• **MATERIAL SUPPLIED**
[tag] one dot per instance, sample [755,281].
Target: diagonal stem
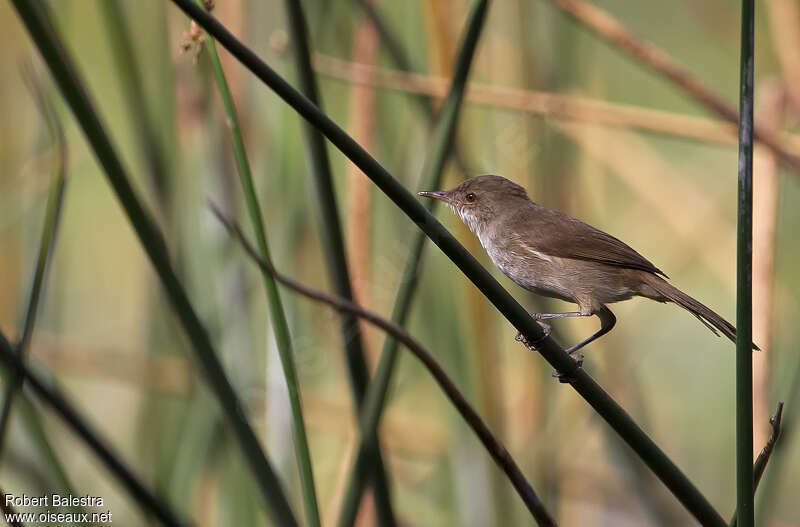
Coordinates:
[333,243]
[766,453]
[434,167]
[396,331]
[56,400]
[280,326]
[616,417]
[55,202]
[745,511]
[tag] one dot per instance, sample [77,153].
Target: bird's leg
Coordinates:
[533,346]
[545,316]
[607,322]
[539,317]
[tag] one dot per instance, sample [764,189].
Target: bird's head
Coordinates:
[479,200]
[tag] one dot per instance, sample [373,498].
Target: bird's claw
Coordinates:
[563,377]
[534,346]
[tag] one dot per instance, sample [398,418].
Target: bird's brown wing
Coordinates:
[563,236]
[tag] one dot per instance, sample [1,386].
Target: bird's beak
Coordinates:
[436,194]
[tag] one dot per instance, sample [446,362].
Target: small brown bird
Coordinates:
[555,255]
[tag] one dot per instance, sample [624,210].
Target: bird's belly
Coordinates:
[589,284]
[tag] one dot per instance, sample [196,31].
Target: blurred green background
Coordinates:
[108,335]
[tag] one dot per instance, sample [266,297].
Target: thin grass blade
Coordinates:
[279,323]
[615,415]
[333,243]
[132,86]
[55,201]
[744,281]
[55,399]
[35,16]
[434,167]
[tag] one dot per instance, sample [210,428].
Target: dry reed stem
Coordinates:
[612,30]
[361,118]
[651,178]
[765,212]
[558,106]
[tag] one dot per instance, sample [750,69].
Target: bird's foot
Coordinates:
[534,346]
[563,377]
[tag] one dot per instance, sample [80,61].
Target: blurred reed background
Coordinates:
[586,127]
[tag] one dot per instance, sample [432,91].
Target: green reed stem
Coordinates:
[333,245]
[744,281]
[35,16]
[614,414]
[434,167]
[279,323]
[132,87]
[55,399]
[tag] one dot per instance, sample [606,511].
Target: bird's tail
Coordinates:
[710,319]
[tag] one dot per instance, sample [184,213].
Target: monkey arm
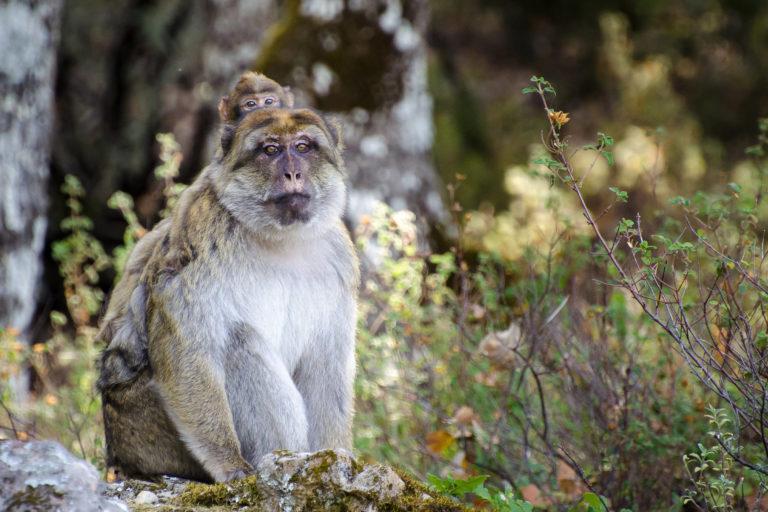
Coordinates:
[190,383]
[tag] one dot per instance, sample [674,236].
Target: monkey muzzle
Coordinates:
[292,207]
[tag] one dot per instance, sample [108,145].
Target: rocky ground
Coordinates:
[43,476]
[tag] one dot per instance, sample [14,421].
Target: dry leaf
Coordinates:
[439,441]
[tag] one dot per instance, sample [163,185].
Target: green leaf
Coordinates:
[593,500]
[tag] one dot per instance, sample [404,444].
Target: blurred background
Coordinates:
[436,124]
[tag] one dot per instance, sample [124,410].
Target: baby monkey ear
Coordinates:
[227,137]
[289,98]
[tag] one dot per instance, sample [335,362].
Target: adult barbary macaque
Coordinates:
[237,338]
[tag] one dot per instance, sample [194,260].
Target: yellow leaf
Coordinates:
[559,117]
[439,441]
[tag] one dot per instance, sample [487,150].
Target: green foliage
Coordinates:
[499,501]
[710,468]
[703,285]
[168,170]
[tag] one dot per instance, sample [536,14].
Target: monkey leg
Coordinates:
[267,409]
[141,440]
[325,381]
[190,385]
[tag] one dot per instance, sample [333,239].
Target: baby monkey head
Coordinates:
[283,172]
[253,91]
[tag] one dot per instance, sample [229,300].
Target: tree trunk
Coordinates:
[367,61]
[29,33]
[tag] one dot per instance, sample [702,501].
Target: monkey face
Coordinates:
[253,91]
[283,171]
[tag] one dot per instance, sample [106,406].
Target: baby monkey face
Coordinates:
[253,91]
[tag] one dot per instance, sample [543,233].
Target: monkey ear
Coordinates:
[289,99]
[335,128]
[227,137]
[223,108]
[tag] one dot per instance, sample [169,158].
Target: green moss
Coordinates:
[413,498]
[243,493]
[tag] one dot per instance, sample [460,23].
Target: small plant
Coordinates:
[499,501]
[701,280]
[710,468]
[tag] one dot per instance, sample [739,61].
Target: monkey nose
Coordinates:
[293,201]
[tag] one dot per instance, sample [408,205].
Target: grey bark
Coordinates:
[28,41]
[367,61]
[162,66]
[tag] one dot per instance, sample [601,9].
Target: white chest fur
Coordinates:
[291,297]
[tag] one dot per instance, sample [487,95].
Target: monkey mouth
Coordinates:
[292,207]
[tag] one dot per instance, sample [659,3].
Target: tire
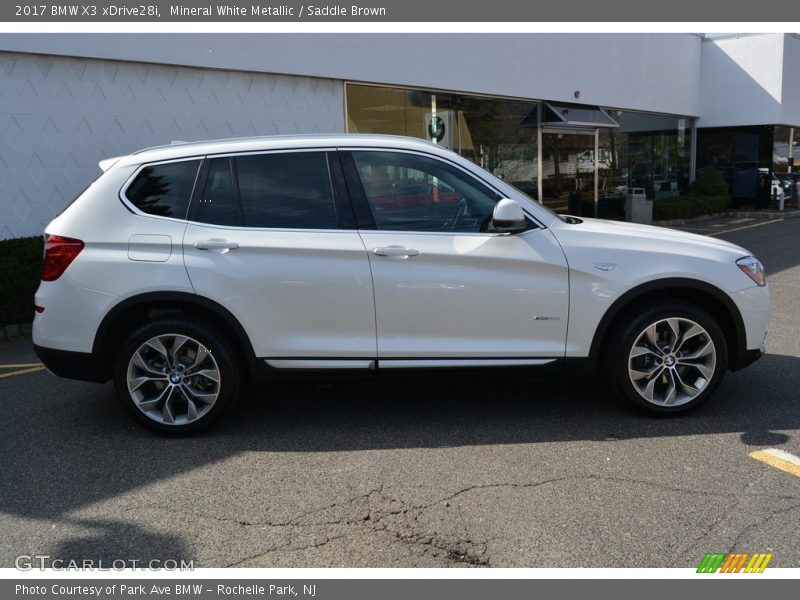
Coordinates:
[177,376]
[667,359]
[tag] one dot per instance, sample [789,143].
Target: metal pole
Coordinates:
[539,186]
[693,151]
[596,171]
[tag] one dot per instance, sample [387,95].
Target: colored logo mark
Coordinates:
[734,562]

• **YOUR GOAL**
Would you repeat the material exactly, keeping out any pictures?

• **TASK RESULT**
[tag] one dot per instance, sample [755,281].
Target: diagonal stem
Coordinates:
[333,243]
[766,453]
[434,167]
[396,331]
[56,400]
[280,326]
[616,417]
[55,202]
[745,511]
[tag] one dot per instance, sample [77,153].
Target: bird's leg
Coordinates:
[533,346]
[545,316]
[607,322]
[539,317]
[tag] one dot per instance, sample [764,189].
Target: bird's head
Coordinates:
[479,200]
[tag] one dot per instance, sample [373,498].
Target: bird's claw
Coordinates:
[563,377]
[534,346]
[tag] one dot per instance, sample [398,418].
Target: bird's brown wing
Coordinates:
[563,236]
[tag] one dot per instance, sample [1,386].
Target: bird's beak
Coordinates:
[436,194]
[tag] one dot per instance, sample [446,362].
Target: small brown bird
Coordinates:
[555,255]
[tag] one dot per instance, sample [624,210].
Target: bird's belly
Coordinates:
[589,284]
[tag] one dot per instance, sample [196,31].
Target: blurred green background
Coordinates:
[108,335]
[tag] one dot per instance, sample [266,297].
Target: thin grass blade
Coordinates:
[279,323]
[615,415]
[333,243]
[132,86]
[55,201]
[744,281]
[55,399]
[35,16]
[434,167]
[tag] one dot per instance, sample [210,428].
Target: dry reed stem
Coordinates:
[612,30]
[361,118]
[651,178]
[765,212]
[558,106]
[tag] one dot per instance, sample [750,69].
Target: bird's foot
Coordinates:
[534,346]
[563,377]
[tag] one dot per instance, sample [80,61].
Target: blurred reed background
Coordinates:
[586,127]
[tag] one dot per instance, sample [432,91].
Target: green reed stem
Coordinates:
[333,245]
[744,281]
[35,16]
[614,414]
[434,167]
[279,323]
[132,87]
[55,399]
[tag] one dot per instance, sample [606,511].
Target: bird's tail
Coordinates:
[710,319]
[tag] one dot per instance, sample [184,213].
Target: monkey arm
Coordinates:
[190,383]
[tag] one dot per instance, sample [674,236].
Target: monkey muzzle
Coordinates:
[292,207]
[tag] one dot per instance, sample [108,145].
Target: rocky ground
Coordinates:
[43,476]
[tag] one dot per instance, sample [14,421].
Target: dry leaf
Coordinates:
[439,441]
[tag] one dot per instance, sample [163,185].
Target: green leaf
Coordinates:
[593,500]
[tag] one dot per instance, sample [404,444].
Target: blurred background
Coordinates:
[436,124]
[tag] one dot per instance, sample [124,410].
Target: baby monkey ear
Coordinates:
[227,137]
[289,98]
[tag] one dot per instance, sample [335,362].
Target: adult barbary macaque
Coordinates:
[237,338]
[tag] one dot per instance, sample [194,260].
Target: yellow leaf
Coordinates:
[559,117]
[439,441]
[tag] one dot per instance, sample [487,150].
Target: green foliage
Coordinates:
[499,501]
[710,468]
[703,285]
[168,170]
[tag] one dot per instance, sample [536,14].
Target: monkey leg
Coordinates:
[267,409]
[141,440]
[325,381]
[190,385]
[tag] one dot per instance, sample [333,239].
Target: baby monkey head
Coordinates:
[283,172]
[253,91]
[tag] one dot per instance, sample [229,300].
Target: tree trunk
Coordinates:
[367,61]
[29,33]
[tag] one dot per instance, sample [702,501].
Target: monkey face
Coordinates:
[253,91]
[283,171]
[tag] one dot per instance, sample [106,406].
Target: baby monkey face
Coordinates:
[253,91]
[tag] one dot per instance, sample [543,233].
Target: monkey ear
Coordinates:
[289,99]
[335,128]
[227,137]
[223,108]
[tag] one dot per instance, sample [169,158].
Target: green moss
Coordinates:
[413,498]
[243,493]
[tag] one dot per instance, sample [460,23].
Target: small plant
Coordinates:
[499,501]
[701,280]
[710,468]
[tag] one dot per instance, sample [739,61].
Target: monkey nose
Coordinates:
[293,201]
[tag] one dot per instance, sample [408,205].
Target: grey bark
Coordinates:
[28,41]
[367,61]
[162,66]
[tag] one dot per instance, sample [601,9].
Target: white chest fur
Coordinates:
[291,297]
[tag] one dot per instance, sample [487,95].
Target: monkey mouth
Coordinates:
[292,207]
[tag] one dot per instance, sample [659,3].
Target: tire
Coordinates:
[177,376]
[667,359]
[tag] one dot per instance, sample [789,143].
Target: metal pole
Coordinates:
[539,186]
[693,151]
[596,171]
[tag] one dot per instance, sample [387,95].
Target: colored logo mark
Coordinates:
[734,562]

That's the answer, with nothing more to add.